Existenzgründer in der IT-Branche/Gründernetzwerke - Sprungbrett zum Erfolg

"Think global - act local": Ansatz für neue Wachstumsbranchen

22.05.1998

In Deutschland vollzieht sich ebenso wie in vielen anderen westlichen Industrienationen ein Wandel hin zur Informationsgesellschaft. Stagnation, Rezession und Arbeitslosigkeit sollen mit technologischem Vorsprung überwunden werden. Die marktorientierte Umsetzung von forschungs- und entwicklungsintensiven Technologien spielt hierbei eine zentrale Rolle. Ziel für Deutschland: Im europäischen und internationalen Wettbewerb ganz vorne dabei zu sein.

Die Zeichen dafür stehen gut. Laut des vom Bundesforschungsministerium (BMBF) in Auftrag gegebenen Berichts "Zur technologischen Leistungsfähigkeit Deutschlands 1997" hat Deutschland mit 190 Hochtechnologie-Weltmarktpatenten pro eine Million Beschäftigte Japan (180) und USA (140) auf die Plätze zwei und drei verwiesen. "In Europa ist die führende Position Deutschlands ohnehin unangefochten", so Bundesminister Jürgen Rüttgers.

» **ZU BEARBEITENDE AUFGABEN**:
A: Zähle, wie viele Zeilen der Einträge die Zeichenfolge „chili“ enthalten, wobei Groß- und Kleinschreibung zu beachten ist. Gib nur die Zahl an.
B: Fahre mit dem Textauszug über Existenzgründer in der IT-Branche fort, beginnend nach seinem letzten Satz.

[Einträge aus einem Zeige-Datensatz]
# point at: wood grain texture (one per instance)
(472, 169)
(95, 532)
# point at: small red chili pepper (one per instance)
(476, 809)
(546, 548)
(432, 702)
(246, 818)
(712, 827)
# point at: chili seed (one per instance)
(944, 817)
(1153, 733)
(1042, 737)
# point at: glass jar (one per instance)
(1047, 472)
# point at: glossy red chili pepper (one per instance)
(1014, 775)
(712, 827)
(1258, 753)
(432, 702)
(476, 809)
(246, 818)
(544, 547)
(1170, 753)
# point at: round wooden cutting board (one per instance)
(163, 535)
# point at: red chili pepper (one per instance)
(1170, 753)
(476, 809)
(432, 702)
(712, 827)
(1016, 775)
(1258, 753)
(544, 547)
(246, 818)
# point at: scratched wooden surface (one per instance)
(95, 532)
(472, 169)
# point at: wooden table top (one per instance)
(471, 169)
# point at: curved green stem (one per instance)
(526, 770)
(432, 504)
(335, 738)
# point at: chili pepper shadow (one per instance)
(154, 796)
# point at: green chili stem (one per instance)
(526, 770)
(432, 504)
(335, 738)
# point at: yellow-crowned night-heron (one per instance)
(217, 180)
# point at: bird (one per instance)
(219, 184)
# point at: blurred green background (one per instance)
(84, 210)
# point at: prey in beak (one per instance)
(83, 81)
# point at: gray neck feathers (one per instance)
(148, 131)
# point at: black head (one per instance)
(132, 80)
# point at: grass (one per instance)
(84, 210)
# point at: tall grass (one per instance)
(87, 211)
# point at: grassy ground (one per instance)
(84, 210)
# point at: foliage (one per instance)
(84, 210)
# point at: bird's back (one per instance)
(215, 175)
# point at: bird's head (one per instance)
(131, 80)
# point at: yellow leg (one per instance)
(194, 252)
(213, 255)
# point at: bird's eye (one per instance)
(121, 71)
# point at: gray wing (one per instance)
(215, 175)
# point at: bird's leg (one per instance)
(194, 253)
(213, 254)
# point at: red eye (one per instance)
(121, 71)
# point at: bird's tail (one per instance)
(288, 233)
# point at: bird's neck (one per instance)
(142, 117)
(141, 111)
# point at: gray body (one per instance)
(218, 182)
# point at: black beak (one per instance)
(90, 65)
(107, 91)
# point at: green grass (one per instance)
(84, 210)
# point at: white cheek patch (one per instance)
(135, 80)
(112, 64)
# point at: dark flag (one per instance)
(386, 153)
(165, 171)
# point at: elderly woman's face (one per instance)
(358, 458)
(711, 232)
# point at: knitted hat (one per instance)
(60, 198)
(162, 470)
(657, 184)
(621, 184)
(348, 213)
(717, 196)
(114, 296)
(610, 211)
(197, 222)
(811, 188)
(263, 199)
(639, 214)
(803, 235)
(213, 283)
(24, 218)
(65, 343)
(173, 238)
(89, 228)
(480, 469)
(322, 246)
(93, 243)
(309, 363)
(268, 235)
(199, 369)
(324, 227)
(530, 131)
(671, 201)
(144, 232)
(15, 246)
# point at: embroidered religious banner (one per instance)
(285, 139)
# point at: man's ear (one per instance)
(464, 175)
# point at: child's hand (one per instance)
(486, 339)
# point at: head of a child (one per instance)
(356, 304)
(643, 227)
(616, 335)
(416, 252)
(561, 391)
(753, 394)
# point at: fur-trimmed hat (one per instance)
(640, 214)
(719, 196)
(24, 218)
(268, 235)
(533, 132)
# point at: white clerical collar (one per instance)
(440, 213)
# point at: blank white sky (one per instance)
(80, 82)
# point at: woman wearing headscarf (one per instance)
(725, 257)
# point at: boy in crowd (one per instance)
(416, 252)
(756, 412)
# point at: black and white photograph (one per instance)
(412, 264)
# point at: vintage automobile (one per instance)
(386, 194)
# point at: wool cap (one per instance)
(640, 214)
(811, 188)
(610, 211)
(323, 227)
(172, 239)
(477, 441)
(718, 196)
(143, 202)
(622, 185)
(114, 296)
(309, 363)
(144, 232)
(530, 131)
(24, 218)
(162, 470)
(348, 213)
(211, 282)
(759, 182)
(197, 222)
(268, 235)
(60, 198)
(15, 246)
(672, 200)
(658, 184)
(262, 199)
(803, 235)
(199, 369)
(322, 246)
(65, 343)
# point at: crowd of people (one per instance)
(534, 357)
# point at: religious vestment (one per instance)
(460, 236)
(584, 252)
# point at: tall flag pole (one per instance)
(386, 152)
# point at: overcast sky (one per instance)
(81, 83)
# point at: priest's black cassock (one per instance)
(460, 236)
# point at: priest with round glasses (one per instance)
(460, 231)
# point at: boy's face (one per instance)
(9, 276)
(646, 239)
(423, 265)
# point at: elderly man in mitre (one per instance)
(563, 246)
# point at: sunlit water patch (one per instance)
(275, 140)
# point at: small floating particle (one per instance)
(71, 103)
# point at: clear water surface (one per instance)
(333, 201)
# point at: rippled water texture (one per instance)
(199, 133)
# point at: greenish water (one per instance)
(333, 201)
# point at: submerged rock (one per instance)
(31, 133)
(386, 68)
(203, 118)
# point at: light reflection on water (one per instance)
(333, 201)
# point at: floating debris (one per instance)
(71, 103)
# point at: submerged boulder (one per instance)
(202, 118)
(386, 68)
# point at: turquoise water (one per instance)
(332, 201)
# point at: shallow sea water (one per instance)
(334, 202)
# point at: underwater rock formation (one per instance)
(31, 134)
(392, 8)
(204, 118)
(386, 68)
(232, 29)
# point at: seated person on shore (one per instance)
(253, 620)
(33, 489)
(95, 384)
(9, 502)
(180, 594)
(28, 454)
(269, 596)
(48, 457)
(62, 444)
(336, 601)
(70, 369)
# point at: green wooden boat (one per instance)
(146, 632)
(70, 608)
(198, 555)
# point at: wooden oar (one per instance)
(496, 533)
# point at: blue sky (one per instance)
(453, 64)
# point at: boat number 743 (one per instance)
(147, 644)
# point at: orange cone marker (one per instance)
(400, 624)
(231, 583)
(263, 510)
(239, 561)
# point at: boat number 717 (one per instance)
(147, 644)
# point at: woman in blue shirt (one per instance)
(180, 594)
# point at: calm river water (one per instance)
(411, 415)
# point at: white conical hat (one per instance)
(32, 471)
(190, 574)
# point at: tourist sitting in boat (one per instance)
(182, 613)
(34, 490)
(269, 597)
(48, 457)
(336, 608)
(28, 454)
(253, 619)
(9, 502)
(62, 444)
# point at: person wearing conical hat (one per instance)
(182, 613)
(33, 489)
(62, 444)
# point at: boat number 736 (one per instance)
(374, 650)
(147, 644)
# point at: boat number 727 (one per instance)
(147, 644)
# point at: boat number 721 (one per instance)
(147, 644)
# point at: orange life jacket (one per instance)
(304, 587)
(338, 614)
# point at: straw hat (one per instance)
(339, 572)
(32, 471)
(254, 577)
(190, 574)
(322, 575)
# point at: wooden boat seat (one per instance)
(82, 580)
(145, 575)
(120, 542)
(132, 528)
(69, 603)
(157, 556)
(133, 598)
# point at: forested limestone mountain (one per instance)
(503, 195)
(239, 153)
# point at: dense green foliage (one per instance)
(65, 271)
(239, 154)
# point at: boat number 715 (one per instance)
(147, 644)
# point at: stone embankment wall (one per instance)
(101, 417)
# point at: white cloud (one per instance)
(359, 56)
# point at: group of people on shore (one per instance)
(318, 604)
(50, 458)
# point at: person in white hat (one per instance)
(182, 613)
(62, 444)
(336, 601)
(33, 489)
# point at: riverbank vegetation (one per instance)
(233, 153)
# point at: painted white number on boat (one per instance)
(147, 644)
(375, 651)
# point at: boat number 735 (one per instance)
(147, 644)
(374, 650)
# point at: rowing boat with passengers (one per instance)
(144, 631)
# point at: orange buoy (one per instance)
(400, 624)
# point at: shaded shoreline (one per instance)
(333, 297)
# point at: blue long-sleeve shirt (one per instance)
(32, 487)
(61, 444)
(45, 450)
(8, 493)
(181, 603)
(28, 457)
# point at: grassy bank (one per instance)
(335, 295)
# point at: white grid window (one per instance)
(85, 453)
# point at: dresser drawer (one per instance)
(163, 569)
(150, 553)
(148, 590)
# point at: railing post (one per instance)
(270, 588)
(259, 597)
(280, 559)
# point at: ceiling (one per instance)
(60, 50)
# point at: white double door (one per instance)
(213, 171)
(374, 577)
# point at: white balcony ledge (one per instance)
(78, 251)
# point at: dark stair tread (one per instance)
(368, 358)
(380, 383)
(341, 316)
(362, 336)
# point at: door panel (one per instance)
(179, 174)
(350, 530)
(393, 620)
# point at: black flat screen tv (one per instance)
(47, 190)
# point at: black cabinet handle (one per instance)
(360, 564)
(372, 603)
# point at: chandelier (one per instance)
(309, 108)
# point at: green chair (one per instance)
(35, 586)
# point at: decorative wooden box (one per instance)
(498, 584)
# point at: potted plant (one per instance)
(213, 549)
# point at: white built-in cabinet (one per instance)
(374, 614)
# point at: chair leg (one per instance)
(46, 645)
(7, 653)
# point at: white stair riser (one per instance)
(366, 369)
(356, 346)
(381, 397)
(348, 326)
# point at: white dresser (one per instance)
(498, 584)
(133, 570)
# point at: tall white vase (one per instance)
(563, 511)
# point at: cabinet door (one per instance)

» **LÖSUNGEN DER AUFGABEN**:
A: 6

B:
Dieser Optimismus resultiert aber auch aus dem hierzulande festzustellenden Gründerklima. Denn auch die Politiker haben nun erkannt, was die Wirtschaft schon lange fordert: Für den wirtschaftlichen Aufschwung in Deutschland ist eine neue Unternehmergeneration und Gründerwelle notwendig. Gefragt sind wie in den Jahren nach dem zweiten Weltkrieg Visionäre und Pioniere mit Unternehmergeist. Der Fokus liegt dabei auf Unternehmensgründungen aus verschiedenen High-Tech-Bereichen, die auf zukunftsträchtigen Produkt- und Dienstleistungsideen basieren. Insbesondere zählen hierzu Informations-, Bio- und Medizintechnologie, aber auch Maschinenbau, Elektronik und Chemie/Werkstoffe. Daraus könnten mittelfristig neue Arbeitsplätze entstehen, die die Standorte sichern.

Eine innovative Geschäftsidee ist zweifellos wichtig für ein erfolgreiches Unternehmen. Aber ohne das nötige Management-Know-how und ausreichende Finanzmittel nützt sie nicht viel. "Gute Kontakte sind wichtig", so Manfred Nerb, Vorsitzender der Geschäftsführung der NSE Software-Vertrieb. Als das heute im Bereich Finanzdienstleistungssoftware tätige Systemhaus in den 80er Jahren entstand, mußten sich die sechs Nerb-Geschwister die notwendigen Verbindungen Schritt für Schritt selbst aufbauen. Gründer-Netzwerke waren damals kaum vorhanden.

Heute ist dies anders: Durch zahlreiche Initiativen werden derzeit Unternehmens- und Existenzgründungen gefördert, wodurch der angestrebte Strukturwandel beschleunigt werden soll. Ziel dieser Aktivitäten ist es, marktorientierte Geschäftsideen zu mobilisieren, den Unternehmergeist an den Hochschulen und Forschungseinrichtungen sowie bei zahlreichen Berufspraktikern rechtzeitig zu wecken. Gleichzeitig gilt es, die strukturellen und gesellschaftspolitischen Rahmenbedingungen für Gründer und Investoren zu verbessern und nicht zuletzt attraktive Gründernetzwerke zu schaffen.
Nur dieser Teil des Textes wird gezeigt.